> [GIVEN RECORDS]:
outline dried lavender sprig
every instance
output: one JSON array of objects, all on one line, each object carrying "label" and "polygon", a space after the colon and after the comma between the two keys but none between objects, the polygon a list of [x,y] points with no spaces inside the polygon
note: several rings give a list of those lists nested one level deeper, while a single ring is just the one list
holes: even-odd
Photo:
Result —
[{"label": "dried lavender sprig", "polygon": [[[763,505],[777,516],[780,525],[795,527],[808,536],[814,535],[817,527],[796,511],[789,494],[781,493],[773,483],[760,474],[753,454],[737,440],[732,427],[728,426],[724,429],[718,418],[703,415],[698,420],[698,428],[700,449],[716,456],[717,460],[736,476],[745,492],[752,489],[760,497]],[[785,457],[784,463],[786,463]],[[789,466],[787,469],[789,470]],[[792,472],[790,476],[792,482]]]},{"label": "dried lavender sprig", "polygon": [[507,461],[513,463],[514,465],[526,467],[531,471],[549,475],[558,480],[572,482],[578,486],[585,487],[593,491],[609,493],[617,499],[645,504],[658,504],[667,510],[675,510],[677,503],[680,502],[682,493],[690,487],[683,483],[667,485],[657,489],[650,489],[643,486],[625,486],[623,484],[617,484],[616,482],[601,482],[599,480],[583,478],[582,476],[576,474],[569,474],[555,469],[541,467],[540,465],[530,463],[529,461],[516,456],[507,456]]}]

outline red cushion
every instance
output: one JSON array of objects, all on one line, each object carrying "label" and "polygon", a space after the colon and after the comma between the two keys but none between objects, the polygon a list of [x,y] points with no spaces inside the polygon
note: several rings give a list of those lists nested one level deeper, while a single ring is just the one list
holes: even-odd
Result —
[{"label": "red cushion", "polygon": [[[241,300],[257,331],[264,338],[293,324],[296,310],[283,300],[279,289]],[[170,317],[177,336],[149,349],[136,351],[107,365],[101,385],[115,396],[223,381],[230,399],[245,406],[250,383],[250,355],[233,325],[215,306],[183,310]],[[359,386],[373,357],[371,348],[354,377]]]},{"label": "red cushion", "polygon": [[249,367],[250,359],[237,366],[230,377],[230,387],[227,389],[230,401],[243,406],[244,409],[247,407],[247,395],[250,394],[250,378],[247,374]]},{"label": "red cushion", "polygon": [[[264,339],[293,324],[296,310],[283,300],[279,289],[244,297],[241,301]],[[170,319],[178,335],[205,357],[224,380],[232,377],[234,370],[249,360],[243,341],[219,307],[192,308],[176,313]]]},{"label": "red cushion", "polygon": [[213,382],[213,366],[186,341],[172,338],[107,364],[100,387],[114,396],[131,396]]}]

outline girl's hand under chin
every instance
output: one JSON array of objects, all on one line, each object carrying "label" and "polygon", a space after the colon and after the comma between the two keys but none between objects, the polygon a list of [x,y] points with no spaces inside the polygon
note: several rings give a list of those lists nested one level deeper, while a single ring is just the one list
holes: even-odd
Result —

> [WHAT THE TASK ASKS]:
Return every line above exactly as it stands.

> [ANSWER TO THIS PROBLEM]:
outline dried lavender sprig
every instance
output: one JSON array of objects, all on one line, each object carrying "label" and "polygon", a space after the colon and after the comma between the two keys but none between objects, the polygon a list of [x,y] points with no spaces inside the polygon
note: several rings give a list of those lists nested one level deeper, while a single ring is just the one list
holes: even-odd
Photo:
Result —
[{"label": "dried lavender sprig", "polygon": [[[763,505],[777,516],[780,525],[795,527],[808,536],[814,535],[817,527],[796,511],[789,494],[781,493],[773,483],[760,474],[753,454],[737,440],[732,427],[728,426],[724,429],[718,418],[703,415],[698,420],[698,428],[700,449],[716,456],[717,460],[736,476],[745,492],[752,489],[760,497]],[[785,457],[784,463],[786,463]],[[789,466],[787,469],[789,470]],[[792,472],[790,476],[792,482]]]},{"label": "dried lavender sprig", "polygon": [[507,461],[513,463],[514,465],[526,467],[531,471],[549,475],[558,480],[572,482],[578,486],[585,487],[593,491],[609,493],[617,499],[645,504],[658,504],[667,510],[675,510],[677,503],[680,502],[682,493],[690,487],[683,483],[667,485],[657,489],[650,489],[643,486],[625,486],[623,484],[617,484],[616,482],[601,482],[599,480],[583,478],[582,476],[576,474],[569,474],[555,469],[541,467],[540,465],[530,463],[529,461],[516,456],[507,456]]}]

outline red cushion
every instance
output: one JSON array of objects, all on one line, each object carrying "label" and "polygon", a space after the colon and after the comma between the two keys but none between objects, the polygon a list of [x,y] points with no spaces inside the polygon
note: several rings give a list of those lists nested one level deeper, while a single ring is just the one list
holes: even-odd
Result —
[{"label": "red cushion", "polygon": [[[241,300],[257,331],[264,338],[293,324],[296,310],[283,300],[279,289]],[[170,317],[177,336],[149,349],[136,351],[107,365],[101,385],[115,396],[223,381],[230,399],[245,406],[250,383],[250,355],[233,325],[215,306],[183,310]],[[359,386],[373,357],[371,348],[354,377]]]},{"label": "red cushion", "polygon": [[249,367],[250,359],[237,366],[230,377],[230,387],[227,389],[230,401],[243,406],[244,409],[247,407],[247,395],[250,394],[250,378],[247,374]]},{"label": "red cushion", "polygon": [[[264,339],[293,324],[296,310],[283,300],[279,289],[244,297],[241,301]],[[170,319],[178,335],[205,357],[224,380],[232,377],[234,370],[249,360],[243,341],[219,307],[192,308],[176,313]]]},{"label": "red cushion", "polygon": [[213,382],[213,366],[186,341],[172,338],[107,364],[100,387],[114,396],[131,396]]}]

outline girl's hand under chin
every instance
output: one JSON array of objects, all on one line, each object carrying "label" and "polygon", a space after the colon and after the comma between the two keys but none between objects, the polygon a list of [x,y] points with no spaces inside the polygon
note: several rings give a list of those lists nested one level deeper, while a single ring is just the one list
holes: even-odd
Result —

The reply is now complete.